• PASSAGE GIVEN:
Marine Corps CID agents work felony and misdemeanor cases that fall under Department of Defense jurisdiction. You ran the full investigative arc: crime scene processing, evidence collection and chain of custody, witness and subject interviews, covert operations, and case files built to a prosecutable standard alongside NCIS, the Provost Marshal's Office, and civilian law enforcement. The 5821 PMOS is a lateral-move specialty inside the 58xx Military Police and Corrections field, so you arrived already carrying real-world law enforcement time before the badge.
The pipeline backs that up. Selected Marines start with the USMC CID Apprentice Agent Training Program, then attend the U.S. Army Criminal Investigation Division Special Agent Course at Fort Leonard Wood, a roughly 15-week resident program covering criminal law, interrogation, forensics, and major-case investigation. Every 5821 holds a Top Secret clearance with SCI eligibility built on a Single Scope Background Investigation. Some agents add polygraph examiner, crisis negotiation, protective services, or digital forensics qualifications depending on their billet and command.

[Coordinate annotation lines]
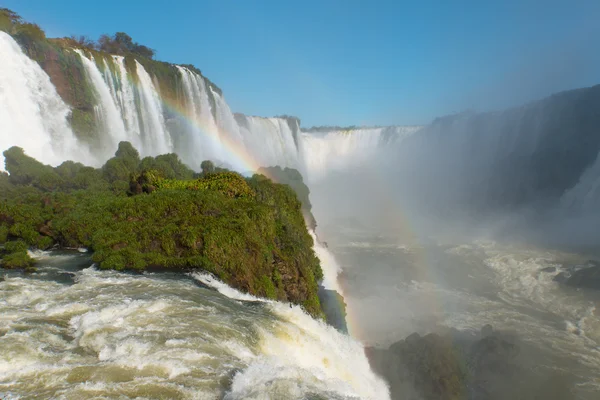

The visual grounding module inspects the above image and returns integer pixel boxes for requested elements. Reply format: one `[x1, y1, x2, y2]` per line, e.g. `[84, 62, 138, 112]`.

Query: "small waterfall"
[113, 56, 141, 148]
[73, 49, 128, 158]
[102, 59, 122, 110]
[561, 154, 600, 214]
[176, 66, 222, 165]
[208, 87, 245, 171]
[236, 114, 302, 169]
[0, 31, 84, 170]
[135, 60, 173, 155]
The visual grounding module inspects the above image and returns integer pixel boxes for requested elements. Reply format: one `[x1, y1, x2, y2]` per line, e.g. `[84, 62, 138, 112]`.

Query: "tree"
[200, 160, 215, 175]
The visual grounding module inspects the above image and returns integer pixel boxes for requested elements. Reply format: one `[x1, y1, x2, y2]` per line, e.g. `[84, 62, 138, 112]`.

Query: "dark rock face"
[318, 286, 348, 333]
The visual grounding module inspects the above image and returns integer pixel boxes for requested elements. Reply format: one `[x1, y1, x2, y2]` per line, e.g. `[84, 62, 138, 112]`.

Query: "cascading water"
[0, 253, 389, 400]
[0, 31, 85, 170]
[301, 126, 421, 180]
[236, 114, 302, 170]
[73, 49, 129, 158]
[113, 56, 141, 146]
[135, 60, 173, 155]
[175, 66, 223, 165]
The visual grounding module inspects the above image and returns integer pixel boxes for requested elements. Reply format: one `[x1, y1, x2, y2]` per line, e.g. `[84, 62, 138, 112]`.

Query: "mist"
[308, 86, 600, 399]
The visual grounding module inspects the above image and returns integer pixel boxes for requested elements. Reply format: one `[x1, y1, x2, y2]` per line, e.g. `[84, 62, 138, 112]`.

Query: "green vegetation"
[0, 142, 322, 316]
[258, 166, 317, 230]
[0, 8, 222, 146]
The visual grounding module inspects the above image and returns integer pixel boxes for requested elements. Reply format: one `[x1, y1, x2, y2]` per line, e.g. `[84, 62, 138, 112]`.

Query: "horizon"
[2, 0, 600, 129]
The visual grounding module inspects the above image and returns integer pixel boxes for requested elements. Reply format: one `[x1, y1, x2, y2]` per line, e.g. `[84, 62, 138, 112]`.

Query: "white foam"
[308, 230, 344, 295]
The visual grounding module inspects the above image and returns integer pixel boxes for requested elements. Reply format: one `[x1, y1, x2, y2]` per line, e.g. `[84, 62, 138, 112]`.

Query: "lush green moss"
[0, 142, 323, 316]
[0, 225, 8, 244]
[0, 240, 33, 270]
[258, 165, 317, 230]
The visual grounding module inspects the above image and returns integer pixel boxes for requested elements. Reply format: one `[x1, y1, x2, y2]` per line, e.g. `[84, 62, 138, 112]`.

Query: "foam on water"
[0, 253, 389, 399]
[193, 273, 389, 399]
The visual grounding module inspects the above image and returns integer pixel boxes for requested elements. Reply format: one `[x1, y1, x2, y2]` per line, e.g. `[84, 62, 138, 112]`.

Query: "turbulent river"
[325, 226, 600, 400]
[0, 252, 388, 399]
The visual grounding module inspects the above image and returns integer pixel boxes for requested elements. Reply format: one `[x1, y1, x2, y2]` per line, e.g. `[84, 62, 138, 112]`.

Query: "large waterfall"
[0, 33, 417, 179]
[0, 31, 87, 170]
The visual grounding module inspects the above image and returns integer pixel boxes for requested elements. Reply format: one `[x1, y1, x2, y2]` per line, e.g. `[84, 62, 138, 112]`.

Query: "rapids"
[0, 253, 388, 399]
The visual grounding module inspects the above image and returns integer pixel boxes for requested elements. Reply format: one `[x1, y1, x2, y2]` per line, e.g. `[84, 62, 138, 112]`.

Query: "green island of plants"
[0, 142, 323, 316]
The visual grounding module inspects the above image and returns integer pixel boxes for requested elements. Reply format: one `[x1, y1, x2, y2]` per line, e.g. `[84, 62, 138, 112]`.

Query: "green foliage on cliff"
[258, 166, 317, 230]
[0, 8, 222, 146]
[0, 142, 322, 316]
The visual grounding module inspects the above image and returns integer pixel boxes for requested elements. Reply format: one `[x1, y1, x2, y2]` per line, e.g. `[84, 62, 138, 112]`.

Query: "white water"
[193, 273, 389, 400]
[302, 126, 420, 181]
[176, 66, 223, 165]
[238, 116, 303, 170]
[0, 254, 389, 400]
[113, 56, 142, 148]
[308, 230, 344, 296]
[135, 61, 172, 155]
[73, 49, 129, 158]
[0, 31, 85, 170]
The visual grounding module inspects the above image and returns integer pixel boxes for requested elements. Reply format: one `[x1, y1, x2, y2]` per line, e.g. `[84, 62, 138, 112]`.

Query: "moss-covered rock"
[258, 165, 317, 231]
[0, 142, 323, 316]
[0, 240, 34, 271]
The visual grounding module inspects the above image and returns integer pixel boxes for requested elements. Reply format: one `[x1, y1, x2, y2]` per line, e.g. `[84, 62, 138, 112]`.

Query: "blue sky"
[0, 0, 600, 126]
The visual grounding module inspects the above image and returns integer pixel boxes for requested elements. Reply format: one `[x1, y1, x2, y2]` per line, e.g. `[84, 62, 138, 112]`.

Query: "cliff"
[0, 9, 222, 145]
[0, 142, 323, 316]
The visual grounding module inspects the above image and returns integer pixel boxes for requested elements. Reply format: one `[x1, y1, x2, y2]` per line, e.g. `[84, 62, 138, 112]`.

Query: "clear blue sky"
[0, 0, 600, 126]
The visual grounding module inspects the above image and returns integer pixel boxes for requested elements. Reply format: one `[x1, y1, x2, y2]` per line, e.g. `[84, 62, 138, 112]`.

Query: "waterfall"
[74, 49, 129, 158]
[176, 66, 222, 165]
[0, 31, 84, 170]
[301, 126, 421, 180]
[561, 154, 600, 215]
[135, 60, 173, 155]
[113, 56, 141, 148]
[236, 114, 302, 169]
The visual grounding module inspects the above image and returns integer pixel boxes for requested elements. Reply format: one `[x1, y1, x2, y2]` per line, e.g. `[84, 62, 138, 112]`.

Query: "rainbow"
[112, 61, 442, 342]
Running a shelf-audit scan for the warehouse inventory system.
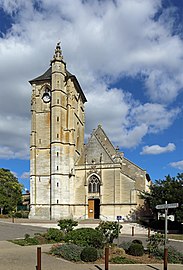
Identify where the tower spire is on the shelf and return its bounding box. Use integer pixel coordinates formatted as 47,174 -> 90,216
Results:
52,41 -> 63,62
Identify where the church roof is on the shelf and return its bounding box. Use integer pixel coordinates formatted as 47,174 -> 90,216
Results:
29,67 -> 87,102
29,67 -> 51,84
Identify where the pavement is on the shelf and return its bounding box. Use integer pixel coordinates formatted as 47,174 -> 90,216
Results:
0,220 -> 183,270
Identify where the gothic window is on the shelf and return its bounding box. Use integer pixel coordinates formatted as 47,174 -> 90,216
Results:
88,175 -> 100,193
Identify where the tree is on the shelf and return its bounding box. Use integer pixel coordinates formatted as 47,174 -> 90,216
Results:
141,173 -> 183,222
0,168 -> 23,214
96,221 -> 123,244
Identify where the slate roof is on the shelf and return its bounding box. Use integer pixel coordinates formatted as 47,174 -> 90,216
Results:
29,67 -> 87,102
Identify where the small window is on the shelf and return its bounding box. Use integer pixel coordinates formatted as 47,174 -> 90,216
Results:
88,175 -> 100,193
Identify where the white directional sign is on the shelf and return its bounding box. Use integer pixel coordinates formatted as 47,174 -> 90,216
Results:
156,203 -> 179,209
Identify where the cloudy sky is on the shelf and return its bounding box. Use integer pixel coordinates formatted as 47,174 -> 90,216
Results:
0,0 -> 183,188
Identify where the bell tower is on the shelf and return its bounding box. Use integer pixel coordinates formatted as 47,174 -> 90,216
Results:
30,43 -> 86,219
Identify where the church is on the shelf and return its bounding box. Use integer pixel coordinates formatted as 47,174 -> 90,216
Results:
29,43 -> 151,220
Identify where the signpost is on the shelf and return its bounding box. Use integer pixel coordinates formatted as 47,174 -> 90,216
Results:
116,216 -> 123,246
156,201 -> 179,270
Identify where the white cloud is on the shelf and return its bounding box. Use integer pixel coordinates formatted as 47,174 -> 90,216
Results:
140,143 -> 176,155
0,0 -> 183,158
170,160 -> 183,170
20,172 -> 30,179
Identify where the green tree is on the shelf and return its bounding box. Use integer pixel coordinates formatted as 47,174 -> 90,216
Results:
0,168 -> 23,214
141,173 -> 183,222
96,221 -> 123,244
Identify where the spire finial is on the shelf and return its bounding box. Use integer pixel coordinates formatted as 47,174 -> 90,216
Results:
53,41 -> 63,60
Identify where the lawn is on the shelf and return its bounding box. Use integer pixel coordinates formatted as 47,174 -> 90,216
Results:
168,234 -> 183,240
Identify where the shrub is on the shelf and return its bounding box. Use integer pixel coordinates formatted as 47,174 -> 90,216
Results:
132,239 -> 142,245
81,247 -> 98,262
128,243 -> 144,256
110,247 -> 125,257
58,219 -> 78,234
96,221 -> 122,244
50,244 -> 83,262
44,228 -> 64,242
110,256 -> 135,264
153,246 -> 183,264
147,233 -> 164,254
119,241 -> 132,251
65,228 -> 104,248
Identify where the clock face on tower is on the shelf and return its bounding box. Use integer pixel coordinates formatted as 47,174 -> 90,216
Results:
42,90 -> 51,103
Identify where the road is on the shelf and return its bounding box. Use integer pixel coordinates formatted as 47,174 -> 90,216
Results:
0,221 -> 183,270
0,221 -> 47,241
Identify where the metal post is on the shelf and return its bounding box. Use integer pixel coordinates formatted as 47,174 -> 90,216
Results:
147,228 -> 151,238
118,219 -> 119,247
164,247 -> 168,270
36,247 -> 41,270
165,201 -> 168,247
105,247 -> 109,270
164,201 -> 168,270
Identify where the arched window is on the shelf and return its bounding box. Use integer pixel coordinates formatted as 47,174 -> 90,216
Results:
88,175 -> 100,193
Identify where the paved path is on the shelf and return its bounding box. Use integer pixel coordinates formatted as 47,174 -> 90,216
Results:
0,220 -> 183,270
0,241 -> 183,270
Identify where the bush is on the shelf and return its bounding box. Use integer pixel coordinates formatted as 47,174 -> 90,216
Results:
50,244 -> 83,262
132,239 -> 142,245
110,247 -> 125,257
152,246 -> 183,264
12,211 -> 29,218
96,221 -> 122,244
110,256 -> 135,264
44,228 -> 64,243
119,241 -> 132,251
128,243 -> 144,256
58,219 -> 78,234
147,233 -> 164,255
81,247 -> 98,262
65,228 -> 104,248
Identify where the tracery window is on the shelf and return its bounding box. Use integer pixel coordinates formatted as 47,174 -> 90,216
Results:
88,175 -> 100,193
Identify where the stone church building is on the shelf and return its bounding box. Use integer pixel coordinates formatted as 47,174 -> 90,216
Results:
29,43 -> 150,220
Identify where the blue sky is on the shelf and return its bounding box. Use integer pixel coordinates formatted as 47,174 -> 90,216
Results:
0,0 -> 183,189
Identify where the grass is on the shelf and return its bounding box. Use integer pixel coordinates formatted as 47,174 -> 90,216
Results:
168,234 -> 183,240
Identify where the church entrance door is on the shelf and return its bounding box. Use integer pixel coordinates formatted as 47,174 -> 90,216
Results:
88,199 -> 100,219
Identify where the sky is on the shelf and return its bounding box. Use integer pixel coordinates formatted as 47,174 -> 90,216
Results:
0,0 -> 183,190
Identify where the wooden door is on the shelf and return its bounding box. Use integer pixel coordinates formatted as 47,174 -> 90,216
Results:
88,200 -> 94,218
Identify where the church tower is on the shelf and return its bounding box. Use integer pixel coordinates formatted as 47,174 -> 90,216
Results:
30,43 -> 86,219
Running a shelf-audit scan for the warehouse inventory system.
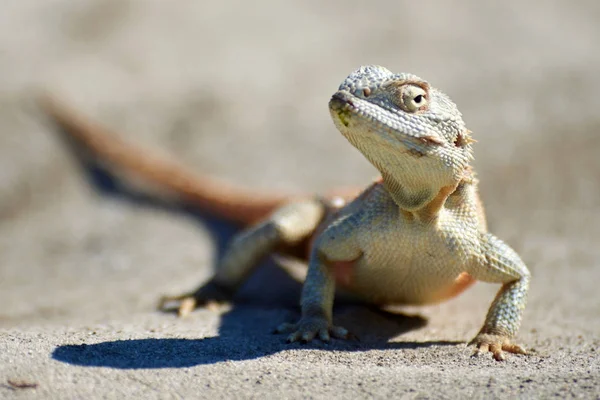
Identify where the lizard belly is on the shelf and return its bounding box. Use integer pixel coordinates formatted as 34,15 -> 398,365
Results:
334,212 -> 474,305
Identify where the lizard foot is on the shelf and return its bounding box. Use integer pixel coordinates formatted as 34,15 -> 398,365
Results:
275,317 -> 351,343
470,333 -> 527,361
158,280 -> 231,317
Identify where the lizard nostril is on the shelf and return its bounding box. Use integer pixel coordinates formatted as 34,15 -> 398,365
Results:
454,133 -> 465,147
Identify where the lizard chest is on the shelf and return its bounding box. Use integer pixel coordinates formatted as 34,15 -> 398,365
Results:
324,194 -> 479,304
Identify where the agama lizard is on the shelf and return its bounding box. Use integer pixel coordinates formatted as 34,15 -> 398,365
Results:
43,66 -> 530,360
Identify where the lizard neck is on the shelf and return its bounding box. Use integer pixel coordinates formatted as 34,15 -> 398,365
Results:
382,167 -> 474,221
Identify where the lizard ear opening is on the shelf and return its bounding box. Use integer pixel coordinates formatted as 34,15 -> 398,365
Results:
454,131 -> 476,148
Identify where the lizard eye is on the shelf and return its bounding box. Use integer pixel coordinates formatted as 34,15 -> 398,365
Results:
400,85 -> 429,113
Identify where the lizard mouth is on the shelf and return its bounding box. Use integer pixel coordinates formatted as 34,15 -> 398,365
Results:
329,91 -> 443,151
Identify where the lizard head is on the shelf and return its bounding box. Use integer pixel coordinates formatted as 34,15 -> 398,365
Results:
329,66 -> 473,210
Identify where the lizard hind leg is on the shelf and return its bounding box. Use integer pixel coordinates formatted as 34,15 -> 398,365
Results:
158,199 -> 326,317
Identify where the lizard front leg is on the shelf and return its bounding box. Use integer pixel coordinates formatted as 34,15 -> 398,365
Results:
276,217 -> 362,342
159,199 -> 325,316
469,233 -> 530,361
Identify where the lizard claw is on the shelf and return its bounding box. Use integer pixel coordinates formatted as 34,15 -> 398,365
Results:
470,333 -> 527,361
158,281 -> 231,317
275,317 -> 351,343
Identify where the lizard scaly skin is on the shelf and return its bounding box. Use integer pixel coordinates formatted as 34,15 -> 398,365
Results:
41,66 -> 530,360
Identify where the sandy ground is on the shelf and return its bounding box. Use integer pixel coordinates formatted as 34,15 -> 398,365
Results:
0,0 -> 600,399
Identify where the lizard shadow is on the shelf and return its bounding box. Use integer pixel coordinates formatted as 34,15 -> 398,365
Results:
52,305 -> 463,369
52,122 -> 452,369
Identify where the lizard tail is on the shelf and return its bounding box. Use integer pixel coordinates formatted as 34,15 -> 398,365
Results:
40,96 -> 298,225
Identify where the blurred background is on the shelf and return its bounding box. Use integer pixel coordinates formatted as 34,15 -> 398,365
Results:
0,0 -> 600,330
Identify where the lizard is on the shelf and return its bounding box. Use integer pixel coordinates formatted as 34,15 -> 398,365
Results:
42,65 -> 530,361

• TASK GOAL: Can you resume the passage about Marine Corps CID agents from its last sentence? The lines above have nothing to do with this.

• EXERCISE OUTPUT:
Civilian employers value this background because it is rare and hard to fake. You can document a case from first response to courtroom testimony, you understand the legal limits of search, seizure, and interrogation, and you have already operated under the scrutiny that comes with a clearance. If you are weighing related Marine paths, see the 5811 Military Police career guide, and the military-to-civilian career explorer maps where investigative skills land across every branch. The veterans in law enforcement guide covers the badge-to-badge transition in depth.
I sat on the federal hiring side of the table after the Navy, and a cleared criminal investigator is one of the cleanest packages a federal LE hiring manager will see all year. The GS-1811 Criminal Investigator series exists for exactly this background, and your case-to-courtroom experience plus an active TS/SCI is the rare combination that moves a resume to the referred pile. The work is already there. The job is describing it so a non-military panel can score it. — Brad Tachi, Navy Diver veteran & BMR founder
The number that matters when you're deciding what's next: how does civilian pay compare to what you make now?
Military comp is approximate (varies by location/dependents). Civilian is BLS median. Federal includes locality pay. Your real number depends on duty station, family status, GS step, and overtime.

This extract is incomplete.